Which of the lines below contain the string "ceiling"? Pull each one out of the data.
[Start of Attachment]
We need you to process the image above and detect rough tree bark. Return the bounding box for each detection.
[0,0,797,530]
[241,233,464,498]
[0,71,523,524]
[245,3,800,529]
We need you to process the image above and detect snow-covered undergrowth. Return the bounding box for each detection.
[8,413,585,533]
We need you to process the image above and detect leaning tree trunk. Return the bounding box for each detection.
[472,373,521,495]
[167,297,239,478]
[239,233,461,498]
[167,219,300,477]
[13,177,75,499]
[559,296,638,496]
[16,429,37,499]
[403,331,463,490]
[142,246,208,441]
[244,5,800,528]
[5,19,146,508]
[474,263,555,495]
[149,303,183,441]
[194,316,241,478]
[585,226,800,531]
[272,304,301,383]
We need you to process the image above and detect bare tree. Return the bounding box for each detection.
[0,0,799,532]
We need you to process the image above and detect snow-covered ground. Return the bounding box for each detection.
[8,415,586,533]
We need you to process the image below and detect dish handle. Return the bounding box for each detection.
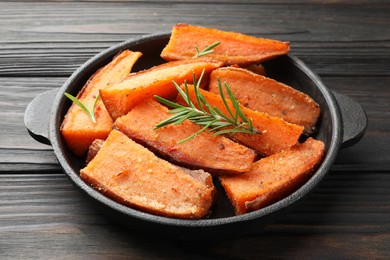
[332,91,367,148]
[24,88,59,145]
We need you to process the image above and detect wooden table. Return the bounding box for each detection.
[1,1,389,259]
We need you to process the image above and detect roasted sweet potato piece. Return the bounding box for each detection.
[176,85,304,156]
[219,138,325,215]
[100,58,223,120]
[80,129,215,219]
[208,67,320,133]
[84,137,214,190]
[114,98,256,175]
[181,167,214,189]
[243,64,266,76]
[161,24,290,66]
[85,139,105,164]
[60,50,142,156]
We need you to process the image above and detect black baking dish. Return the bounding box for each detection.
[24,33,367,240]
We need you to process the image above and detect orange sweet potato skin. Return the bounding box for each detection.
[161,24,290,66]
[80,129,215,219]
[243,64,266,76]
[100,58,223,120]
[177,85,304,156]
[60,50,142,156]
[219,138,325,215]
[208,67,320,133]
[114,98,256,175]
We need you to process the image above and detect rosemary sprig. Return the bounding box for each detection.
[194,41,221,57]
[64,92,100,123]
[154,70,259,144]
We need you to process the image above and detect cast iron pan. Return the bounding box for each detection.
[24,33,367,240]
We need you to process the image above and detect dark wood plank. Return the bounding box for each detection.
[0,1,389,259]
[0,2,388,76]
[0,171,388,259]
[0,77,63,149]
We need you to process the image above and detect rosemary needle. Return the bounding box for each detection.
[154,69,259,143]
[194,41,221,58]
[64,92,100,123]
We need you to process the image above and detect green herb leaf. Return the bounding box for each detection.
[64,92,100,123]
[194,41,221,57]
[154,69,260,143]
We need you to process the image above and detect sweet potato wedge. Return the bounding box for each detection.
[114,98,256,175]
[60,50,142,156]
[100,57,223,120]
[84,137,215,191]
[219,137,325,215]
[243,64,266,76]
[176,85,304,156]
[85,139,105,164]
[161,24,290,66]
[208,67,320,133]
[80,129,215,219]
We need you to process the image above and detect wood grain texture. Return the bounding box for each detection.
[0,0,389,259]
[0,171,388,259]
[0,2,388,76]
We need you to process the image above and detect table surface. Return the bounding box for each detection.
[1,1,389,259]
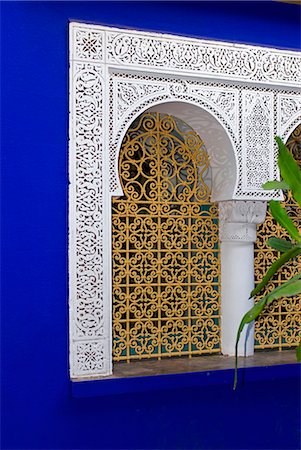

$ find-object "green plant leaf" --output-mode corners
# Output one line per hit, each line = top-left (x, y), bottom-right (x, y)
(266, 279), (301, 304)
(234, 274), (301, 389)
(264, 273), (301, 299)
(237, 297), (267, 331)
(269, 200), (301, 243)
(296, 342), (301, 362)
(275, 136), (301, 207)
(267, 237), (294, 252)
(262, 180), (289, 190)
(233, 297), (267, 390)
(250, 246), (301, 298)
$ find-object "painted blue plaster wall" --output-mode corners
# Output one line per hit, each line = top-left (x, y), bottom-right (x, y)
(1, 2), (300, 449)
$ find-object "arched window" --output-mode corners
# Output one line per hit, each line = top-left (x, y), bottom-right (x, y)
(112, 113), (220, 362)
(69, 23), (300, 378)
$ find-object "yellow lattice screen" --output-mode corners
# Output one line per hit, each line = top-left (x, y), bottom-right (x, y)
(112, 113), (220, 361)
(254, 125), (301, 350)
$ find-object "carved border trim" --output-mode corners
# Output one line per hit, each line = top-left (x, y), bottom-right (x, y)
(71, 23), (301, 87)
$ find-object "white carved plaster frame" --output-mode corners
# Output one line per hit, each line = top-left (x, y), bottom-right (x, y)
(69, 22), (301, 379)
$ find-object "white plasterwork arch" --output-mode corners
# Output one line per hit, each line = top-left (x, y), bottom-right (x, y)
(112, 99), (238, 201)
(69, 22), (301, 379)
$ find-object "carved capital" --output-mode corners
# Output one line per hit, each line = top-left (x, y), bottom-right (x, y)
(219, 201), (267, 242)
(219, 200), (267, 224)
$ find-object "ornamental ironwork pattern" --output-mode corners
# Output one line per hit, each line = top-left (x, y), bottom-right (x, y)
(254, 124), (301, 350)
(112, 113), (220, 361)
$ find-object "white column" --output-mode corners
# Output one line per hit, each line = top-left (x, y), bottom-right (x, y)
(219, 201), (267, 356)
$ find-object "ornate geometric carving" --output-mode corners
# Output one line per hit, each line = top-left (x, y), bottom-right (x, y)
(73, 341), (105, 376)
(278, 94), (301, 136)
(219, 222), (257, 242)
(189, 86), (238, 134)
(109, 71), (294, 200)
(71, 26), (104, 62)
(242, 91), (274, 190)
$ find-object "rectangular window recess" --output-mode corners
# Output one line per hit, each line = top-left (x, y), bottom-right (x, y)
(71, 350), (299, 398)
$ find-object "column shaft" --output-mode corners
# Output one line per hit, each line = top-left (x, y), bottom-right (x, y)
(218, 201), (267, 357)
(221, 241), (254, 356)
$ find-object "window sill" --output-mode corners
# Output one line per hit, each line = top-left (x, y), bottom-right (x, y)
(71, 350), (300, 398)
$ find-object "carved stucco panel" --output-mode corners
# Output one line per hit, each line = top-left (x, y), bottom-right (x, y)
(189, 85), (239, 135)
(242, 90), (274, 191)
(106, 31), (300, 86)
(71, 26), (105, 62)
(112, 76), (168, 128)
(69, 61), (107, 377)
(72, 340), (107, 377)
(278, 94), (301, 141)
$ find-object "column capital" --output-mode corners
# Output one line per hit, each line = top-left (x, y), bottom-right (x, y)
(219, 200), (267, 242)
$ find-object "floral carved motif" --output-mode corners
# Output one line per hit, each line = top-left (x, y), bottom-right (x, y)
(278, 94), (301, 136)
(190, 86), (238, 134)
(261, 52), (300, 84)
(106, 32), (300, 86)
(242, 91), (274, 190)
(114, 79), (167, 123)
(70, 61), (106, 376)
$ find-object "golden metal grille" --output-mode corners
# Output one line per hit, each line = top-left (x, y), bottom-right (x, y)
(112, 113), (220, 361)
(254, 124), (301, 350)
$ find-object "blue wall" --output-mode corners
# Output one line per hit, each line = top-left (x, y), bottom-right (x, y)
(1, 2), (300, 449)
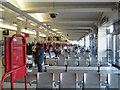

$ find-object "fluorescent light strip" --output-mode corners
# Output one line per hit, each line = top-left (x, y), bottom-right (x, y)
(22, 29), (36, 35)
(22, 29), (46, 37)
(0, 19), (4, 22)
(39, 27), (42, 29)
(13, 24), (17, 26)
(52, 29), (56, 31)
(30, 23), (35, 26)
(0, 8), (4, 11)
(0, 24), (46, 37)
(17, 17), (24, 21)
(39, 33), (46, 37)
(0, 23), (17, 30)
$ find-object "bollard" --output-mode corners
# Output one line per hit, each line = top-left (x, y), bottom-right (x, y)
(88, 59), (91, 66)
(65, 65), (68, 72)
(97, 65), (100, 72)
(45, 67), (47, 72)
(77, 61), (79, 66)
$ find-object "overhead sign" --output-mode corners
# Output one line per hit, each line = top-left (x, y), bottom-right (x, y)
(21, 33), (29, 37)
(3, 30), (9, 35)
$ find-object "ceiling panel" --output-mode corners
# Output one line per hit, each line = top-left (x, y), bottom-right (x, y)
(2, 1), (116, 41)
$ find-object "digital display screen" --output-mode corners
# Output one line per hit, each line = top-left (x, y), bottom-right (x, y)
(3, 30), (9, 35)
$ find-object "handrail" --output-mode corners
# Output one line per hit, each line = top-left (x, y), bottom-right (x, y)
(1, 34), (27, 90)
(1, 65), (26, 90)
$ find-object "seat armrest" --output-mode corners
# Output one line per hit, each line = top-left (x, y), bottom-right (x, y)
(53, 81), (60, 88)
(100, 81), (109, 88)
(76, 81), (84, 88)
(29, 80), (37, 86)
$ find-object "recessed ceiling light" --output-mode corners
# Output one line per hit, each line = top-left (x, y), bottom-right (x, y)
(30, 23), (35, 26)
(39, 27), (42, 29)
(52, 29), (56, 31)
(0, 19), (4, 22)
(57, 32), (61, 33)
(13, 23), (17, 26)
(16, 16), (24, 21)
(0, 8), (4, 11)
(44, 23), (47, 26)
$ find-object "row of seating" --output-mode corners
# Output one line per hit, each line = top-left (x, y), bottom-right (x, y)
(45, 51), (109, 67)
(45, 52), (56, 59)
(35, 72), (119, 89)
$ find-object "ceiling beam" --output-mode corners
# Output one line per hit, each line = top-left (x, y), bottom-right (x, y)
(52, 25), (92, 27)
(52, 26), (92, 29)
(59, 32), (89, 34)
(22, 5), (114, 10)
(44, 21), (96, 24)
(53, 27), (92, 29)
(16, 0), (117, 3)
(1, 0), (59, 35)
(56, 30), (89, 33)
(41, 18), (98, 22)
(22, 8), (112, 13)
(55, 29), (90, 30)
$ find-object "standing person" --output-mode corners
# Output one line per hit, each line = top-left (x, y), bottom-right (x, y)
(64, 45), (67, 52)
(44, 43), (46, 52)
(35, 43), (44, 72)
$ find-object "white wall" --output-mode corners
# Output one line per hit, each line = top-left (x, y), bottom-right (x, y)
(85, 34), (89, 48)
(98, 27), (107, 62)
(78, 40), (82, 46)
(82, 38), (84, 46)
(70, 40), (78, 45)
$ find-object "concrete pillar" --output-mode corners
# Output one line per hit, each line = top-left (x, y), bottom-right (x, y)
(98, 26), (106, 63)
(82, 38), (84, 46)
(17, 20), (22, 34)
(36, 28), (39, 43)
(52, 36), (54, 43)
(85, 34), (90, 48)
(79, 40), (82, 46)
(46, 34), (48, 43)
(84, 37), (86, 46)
[End of Attachment]
Task output:
$ find-object "ceiling panel" --output-mode corners
$ find-object "recessed ceiling light" --output-mode corners
$ find-object "ceiling beam" --output-mode corners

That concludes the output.